## THE TASKS
[a] According to the tank jewels thread, what price range is given for the plastic ones?
[b] Repeat the part of the tank jewels thread that opens with the words containing "# Tank jewels." and closes with "Rust_Trader (Sep 15, 2017)".

# Tank jewels.



## ZE52414 (Sep 15, 2017)

Looking for a set of Og glass Schwinn tank jewels. Not exactly sure how much these are. Let me know! Thank you


----------



## Rust_Trader (Sep 15, 2017)

AutoCycle tank? Prolly 1500-2000


----------



## ZE52414 (Sep 15, 2017)

Rust_Trader said:


> AutoCycle tank? Prolly 1500-2000



Yea autocycle. Are you F$&&ing kidding me???


----------



## ZE52414 (Sep 15, 2017)

Rust_Trader said:


> AutoCycle tank? Prolly 1500-2000



I'm talking just the glass reflectors! I really hope your talking about the entire tank


----------



## Obi-Wan Schwinnobi (Sep 15, 2017)

I dropped 750 for my set


Sent from my iPhone using Tapatalk


----------



## ZE52414 (Sep 15, 2017)

Obi-Wan Schwinnobi said:


> I dropped 750 for my set
> 
> 
> Sent from my iPhone using Tapatalk



Dang. I was hoping someone would say 2-300. Shiiiiit is cray cray! Big boy bikes are pricey


----------



## Obi-Wan Schwinnobi (Sep 15, 2017)

ZE52414 said:


> Dang. I was hoping someone would say 2-300. Shiiiiit is cray cray! Big boy bikes are pricey




There is always the plastic ones.. 50 to 100 on them


Sent from my iPhone using Tapatalk


----------



## ZE52414 (Sep 15, 2017)

It has the plastic ones, but I'm wanting the real deal!  May have to keep the plastic ones for longer than planned. 


Obi-Wan Schwinnobi said:


> There is always the plastic ones.. 50 to 100 on them
> 
> 
> Sent from my iPhone using Tapatalk


----------



## jkent (Sep 15, 2017)

## PROVIDED RECORDS
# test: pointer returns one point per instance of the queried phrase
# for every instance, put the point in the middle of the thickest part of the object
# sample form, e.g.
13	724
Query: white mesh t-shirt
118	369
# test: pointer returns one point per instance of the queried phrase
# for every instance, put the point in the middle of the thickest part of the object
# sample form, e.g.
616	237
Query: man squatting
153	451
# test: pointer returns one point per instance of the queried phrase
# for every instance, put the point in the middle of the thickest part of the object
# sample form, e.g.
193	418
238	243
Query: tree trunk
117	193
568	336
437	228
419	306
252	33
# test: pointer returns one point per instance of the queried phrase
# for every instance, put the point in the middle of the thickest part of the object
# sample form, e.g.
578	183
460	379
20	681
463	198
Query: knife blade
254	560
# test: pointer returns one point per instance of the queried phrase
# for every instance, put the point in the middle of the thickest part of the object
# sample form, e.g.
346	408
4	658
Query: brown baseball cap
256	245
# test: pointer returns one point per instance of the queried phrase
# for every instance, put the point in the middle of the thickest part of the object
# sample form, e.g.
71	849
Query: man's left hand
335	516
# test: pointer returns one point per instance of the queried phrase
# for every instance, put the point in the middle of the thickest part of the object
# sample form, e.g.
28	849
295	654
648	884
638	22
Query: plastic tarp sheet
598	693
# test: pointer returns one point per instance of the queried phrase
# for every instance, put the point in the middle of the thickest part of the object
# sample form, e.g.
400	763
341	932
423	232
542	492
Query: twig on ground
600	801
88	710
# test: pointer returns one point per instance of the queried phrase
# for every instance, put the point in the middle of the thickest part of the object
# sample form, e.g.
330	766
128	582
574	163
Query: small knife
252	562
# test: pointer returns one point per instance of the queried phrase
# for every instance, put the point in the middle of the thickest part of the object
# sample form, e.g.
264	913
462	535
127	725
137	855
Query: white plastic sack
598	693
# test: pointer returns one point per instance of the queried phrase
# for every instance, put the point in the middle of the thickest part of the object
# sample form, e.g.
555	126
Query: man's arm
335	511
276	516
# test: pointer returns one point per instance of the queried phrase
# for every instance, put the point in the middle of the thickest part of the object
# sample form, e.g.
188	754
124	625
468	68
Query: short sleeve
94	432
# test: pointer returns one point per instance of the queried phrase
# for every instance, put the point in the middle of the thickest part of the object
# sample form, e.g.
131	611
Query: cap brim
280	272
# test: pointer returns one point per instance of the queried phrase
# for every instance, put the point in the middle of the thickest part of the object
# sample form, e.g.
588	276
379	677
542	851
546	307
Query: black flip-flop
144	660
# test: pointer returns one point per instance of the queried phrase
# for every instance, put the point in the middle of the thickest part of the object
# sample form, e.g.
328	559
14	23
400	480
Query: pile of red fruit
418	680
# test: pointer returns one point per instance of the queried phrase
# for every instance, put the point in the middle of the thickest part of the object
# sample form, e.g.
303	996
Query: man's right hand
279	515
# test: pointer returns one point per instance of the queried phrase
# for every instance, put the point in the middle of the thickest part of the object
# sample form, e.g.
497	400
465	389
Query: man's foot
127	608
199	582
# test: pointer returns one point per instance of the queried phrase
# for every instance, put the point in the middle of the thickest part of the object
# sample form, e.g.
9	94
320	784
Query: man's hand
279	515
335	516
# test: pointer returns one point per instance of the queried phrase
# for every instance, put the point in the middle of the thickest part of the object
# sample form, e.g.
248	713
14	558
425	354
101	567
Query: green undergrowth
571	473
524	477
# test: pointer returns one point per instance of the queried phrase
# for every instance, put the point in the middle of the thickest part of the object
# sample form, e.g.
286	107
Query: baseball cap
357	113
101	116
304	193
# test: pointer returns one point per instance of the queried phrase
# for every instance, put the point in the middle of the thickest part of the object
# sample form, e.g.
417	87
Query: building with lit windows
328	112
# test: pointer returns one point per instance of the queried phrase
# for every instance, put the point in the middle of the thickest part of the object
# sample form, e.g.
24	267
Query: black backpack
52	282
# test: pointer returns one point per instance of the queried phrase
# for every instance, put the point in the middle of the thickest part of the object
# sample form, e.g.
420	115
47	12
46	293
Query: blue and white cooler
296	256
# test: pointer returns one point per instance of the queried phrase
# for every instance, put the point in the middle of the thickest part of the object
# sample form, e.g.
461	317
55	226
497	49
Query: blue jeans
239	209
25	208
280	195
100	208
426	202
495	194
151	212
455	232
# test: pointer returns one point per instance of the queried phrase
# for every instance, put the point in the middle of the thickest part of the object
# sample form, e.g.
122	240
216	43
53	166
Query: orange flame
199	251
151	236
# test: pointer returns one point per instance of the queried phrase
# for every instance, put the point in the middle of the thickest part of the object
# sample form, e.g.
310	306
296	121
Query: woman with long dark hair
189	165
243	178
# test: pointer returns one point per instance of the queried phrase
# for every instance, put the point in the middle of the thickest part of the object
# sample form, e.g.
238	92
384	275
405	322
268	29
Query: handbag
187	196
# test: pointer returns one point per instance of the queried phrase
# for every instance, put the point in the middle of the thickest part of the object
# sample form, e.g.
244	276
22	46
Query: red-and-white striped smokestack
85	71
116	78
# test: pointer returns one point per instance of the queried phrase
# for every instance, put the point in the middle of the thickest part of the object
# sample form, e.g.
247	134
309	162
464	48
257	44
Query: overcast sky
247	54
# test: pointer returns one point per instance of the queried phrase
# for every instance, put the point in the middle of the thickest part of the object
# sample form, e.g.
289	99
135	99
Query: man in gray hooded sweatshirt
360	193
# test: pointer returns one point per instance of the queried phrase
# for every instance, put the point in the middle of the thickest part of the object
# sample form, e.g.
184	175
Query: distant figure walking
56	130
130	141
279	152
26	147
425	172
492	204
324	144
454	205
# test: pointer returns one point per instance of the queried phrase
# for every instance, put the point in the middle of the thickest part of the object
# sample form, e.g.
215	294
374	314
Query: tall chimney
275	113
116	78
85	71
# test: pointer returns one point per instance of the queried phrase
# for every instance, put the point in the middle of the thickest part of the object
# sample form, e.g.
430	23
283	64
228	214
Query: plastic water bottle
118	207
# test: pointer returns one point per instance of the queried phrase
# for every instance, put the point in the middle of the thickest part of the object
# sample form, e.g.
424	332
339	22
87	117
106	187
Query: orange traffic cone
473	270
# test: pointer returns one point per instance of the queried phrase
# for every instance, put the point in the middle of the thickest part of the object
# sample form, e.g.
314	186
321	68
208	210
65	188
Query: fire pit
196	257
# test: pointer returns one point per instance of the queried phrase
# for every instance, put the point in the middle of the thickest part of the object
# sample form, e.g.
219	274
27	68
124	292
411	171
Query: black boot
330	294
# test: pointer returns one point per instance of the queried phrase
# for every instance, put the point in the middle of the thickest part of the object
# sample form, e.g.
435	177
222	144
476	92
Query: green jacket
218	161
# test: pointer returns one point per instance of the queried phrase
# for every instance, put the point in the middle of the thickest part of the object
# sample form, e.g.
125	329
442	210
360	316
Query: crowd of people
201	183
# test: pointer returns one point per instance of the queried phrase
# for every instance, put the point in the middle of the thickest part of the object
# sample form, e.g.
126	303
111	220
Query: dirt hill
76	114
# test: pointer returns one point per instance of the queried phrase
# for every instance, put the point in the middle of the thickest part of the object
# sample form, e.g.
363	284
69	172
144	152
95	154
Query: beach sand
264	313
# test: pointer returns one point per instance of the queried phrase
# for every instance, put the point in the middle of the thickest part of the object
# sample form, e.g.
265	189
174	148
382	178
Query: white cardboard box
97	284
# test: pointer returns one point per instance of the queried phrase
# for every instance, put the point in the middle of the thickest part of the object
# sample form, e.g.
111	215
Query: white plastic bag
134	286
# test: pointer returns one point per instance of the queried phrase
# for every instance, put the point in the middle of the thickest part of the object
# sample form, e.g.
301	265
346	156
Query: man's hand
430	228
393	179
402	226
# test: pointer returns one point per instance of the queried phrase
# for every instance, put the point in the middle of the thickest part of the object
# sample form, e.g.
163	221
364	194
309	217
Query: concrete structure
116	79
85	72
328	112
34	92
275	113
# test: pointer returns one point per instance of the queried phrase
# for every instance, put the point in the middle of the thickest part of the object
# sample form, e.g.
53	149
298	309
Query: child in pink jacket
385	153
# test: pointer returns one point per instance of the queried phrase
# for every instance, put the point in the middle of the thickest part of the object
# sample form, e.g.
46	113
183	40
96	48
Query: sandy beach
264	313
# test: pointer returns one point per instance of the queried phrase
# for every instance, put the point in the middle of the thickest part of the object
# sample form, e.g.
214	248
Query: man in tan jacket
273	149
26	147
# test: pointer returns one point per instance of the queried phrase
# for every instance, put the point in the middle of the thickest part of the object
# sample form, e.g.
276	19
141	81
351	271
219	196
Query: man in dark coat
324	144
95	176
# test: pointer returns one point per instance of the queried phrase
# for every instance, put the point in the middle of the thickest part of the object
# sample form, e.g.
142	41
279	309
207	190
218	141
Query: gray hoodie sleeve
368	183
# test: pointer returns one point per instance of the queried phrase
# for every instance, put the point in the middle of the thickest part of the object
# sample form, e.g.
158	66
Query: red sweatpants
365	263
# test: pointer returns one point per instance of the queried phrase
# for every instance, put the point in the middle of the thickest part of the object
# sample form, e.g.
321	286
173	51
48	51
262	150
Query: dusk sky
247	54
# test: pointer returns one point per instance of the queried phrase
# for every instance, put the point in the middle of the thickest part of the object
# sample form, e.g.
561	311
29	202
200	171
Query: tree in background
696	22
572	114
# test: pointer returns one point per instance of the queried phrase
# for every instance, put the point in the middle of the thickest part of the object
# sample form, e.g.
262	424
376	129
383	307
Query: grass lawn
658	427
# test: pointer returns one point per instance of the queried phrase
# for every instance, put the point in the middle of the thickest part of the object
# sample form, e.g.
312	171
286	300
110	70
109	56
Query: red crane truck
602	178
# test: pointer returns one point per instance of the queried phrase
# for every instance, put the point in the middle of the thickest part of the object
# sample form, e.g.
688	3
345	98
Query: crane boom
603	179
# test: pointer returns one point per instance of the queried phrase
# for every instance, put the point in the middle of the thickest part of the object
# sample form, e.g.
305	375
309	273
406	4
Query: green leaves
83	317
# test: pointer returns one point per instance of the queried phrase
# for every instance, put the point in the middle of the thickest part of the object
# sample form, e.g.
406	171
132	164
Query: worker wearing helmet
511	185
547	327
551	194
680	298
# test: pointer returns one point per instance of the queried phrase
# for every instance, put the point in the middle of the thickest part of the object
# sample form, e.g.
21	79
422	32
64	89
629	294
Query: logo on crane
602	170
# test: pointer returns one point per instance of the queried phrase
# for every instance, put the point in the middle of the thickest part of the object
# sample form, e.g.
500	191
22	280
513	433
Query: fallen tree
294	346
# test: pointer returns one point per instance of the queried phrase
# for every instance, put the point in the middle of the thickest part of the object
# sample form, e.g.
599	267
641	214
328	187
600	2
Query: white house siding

## EXERCISE SOLUTIONS
[a] 50 to 100

[b]
# Tank jewels.



## ZE52414 (Sep 15, 2017)

Looking for a set of Og glass Schwinn tank jewels. Not exactly sure how much these are. Let me know! Thank you


----------



## Rust_Trader (Sep 15, 2017)